■ EXERCISE MATERIALS ■
+++
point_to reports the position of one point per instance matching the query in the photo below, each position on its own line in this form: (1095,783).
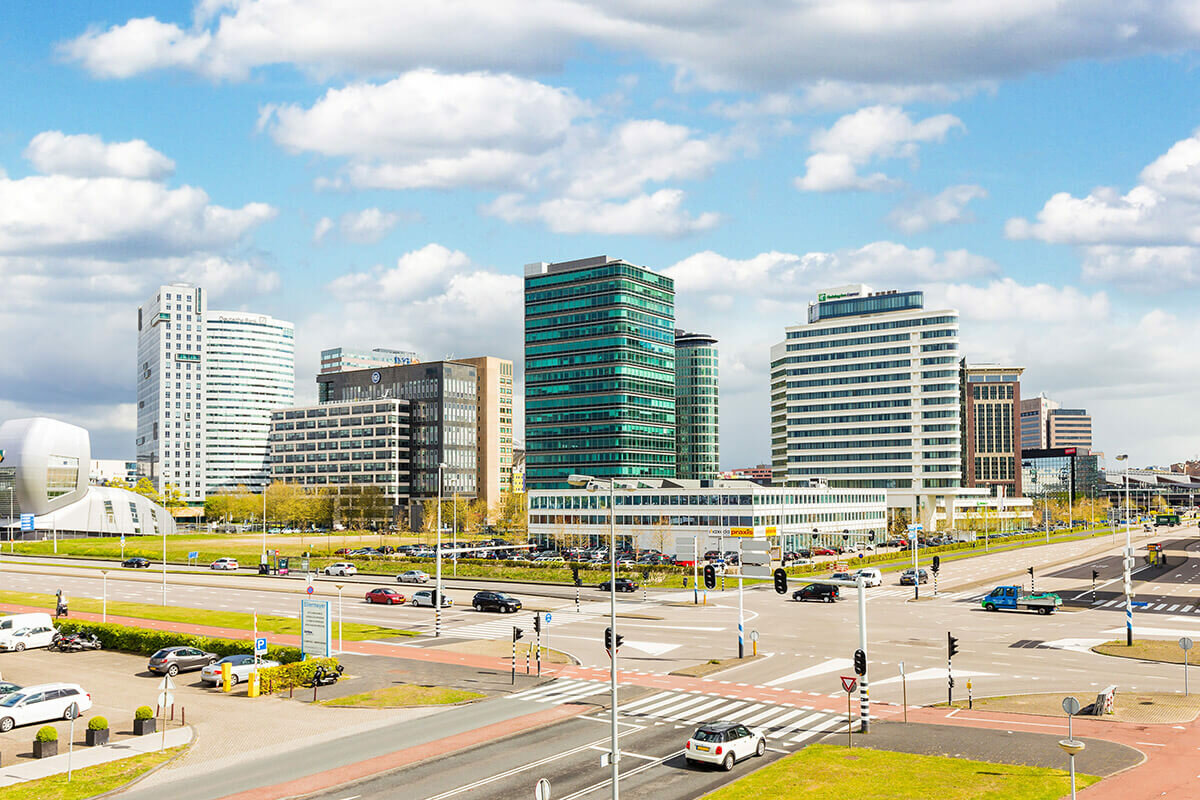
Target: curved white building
(43,471)
(249,372)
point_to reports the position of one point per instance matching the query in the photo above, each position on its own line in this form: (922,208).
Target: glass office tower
(599,372)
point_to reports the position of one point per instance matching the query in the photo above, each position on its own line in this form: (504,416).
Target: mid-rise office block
(697,419)
(991,455)
(599,372)
(867,396)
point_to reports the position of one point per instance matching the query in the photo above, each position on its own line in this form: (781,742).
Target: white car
(42,703)
(25,638)
(724,743)
(240,667)
(425,597)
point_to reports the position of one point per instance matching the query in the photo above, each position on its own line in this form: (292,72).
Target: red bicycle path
(1170,768)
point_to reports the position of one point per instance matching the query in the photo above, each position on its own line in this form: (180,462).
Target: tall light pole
(592,485)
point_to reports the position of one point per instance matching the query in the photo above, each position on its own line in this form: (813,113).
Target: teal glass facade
(600,353)
(697,446)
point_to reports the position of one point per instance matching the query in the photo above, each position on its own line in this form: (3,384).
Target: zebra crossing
(783,725)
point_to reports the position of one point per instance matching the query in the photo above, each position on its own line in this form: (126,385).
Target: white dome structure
(43,471)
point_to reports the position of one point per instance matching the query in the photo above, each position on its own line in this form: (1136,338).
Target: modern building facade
(43,471)
(599,371)
(867,396)
(171,389)
(991,447)
(719,513)
(493,439)
(343,445)
(697,408)
(249,372)
(343,360)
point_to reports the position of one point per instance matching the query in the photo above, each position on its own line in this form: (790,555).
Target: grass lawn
(391,697)
(832,773)
(352,631)
(90,781)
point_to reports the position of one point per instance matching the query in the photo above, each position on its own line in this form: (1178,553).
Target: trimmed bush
(144,642)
+++
■ THE PROBLEM ■
Print out every entry above without changing a word, and leave out the pictures.

■ COMPLETE ANSWER ■
point_to reports the position of one point per instance matching the query in the photo below, each position on its own line in this form: (1095,783).
Target: curved white building
(43,471)
(249,372)
point_to reports the position of one point per instance matching the query in the photo above, each position on its own line in this form: (922,208).
Target: glass office tower
(599,372)
point_to reports the position of one point per instance matching the query in the photo above, each position on its own line in this form: (504,416).
Target: mid-rise office block
(697,419)
(991,455)
(599,372)
(867,396)
point_to reports the position of one point per instance matching the query in the photo above, each position on its own line in this form: (781,742).
Target: white car
(42,703)
(25,638)
(724,743)
(240,667)
(425,597)
point_to reports the position of one point per instance matching the query in the photo above, each position on its own line in this form: (292,72).
Target: red bicycle path
(1170,768)
point_to reports the position of one point per instance matching the query in the photo above, each position on its own line in this form: (180,462).
Target: tall light pole
(592,485)
point_to reports the position of one point per instance matching the query in the photo above, each position on its own line in this form: (813,113).
Target: teal glass facade
(600,353)
(697,446)
point_to reports the position of one point per instance matching the query in the photo above, each position on its own line in this form: (3,384).
Target: zebra crossing
(783,725)
point_to reports the position of one point per instance matching the query in the photo above, each position on its own line in this form: (126,385).
Target: white dome structure
(43,471)
point_to reports the position of one point per instance matching the query in the photo above, each position on its own line in this form: (1136,338).
Target: modern building facade
(43,471)
(599,371)
(867,396)
(171,389)
(991,447)
(719,513)
(493,439)
(343,445)
(697,408)
(249,372)
(343,360)
point_to reports the position of one point per instance matching the query in the photo above, each position on its own line in this form: (790,555).
Target: grass lawn
(391,697)
(832,773)
(352,631)
(90,781)
point_to reports the position of one point per instance matching the query in the photo above, each position on its own line in this form: (1178,553).
Target: trimmed bush
(144,642)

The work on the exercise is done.